Return every one of the rows below word for word, changing nothing and leaving nothing out.

——

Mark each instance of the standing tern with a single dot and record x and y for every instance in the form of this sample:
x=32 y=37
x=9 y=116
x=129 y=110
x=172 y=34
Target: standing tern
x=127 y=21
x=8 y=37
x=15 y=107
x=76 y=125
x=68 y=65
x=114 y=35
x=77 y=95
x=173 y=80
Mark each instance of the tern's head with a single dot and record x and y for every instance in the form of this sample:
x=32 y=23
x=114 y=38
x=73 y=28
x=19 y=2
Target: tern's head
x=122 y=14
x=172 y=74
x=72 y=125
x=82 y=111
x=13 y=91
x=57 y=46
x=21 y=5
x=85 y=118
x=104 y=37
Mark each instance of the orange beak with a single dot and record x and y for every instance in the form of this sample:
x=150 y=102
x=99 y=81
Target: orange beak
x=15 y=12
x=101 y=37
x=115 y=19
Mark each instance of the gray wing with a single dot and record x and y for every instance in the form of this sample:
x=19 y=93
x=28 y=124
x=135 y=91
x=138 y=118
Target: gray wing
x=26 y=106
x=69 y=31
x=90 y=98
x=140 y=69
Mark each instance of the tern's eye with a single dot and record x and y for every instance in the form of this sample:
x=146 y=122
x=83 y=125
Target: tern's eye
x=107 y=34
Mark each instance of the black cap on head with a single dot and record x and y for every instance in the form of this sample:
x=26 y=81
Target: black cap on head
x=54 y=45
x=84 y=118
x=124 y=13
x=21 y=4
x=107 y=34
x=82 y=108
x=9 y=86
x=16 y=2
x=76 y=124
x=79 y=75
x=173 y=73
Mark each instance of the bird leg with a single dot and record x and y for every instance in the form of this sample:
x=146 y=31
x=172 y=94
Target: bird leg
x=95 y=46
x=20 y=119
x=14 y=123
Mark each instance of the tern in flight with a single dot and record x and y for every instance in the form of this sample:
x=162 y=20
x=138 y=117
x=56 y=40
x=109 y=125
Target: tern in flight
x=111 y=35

——

- **EXPECTED ANSWER**:
Mark each instance of the standing tern with a single dot and record x and y for every instance in the form of this sample:
x=32 y=37
x=9 y=116
x=129 y=110
x=172 y=34
Target: standing tern
x=127 y=21
x=8 y=37
x=15 y=107
x=76 y=125
x=68 y=65
x=114 y=35
x=77 y=95
x=173 y=80
Mark each instance of the tern's head with a single dot and record x and y for every instance in the form of this sample:
x=32 y=23
x=114 y=38
x=73 y=28
x=19 y=2
Target: tern's head
x=122 y=14
x=172 y=74
x=72 y=125
x=82 y=111
x=13 y=91
x=57 y=46
x=21 y=5
x=85 y=118
x=104 y=37
Mark each instance of the orange beak with a single dot and record x and y for every instance in the form of this sample:
x=150 y=102
x=99 y=81
Target: orange beak
x=15 y=12
x=101 y=37
x=115 y=19
Mark each instance of the gray wing with a single dot and record x and y for every instance in the form of this sample:
x=19 y=93
x=28 y=124
x=135 y=91
x=138 y=118
Target: gray wing
x=26 y=106
x=69 y=31
x=90 y=98
x=140 y=69
Mark each instance of the tern's eye with a single dot and record x and y for every instance in the form of this sample:
x=146 y=122
x=83 y=125
Target: tern's eye
x=107 y=34
Mark each instance of the black cap on head with a single dot and record x and y for every instance in the form of this sample:
x=26 y=81
Target: black cap on head
x=54 y=45
x=84 y=118
x=124 y=13
x=21 y=4
x=107 y=34
x=82 y=108
x=9 y=86
x=16 y=2
x=76 y=124
x=79 y=75
x=173 y=73
Mark each instance of the bird leg with a single dot and record x and y for every instance in the form of this sample:
x=146 y=31
x=172 y=94
Target: bird leg
x=95 y=46
x=20 y=119
x=14 y=123
Mark each instance of the tern in flight with a single dot and record x and y for every instance in the form of this sample:
x=162 y=20
x=138 y=117
x=56 y=40
x=109 y=125
Target: tern in flight
x=111 y=35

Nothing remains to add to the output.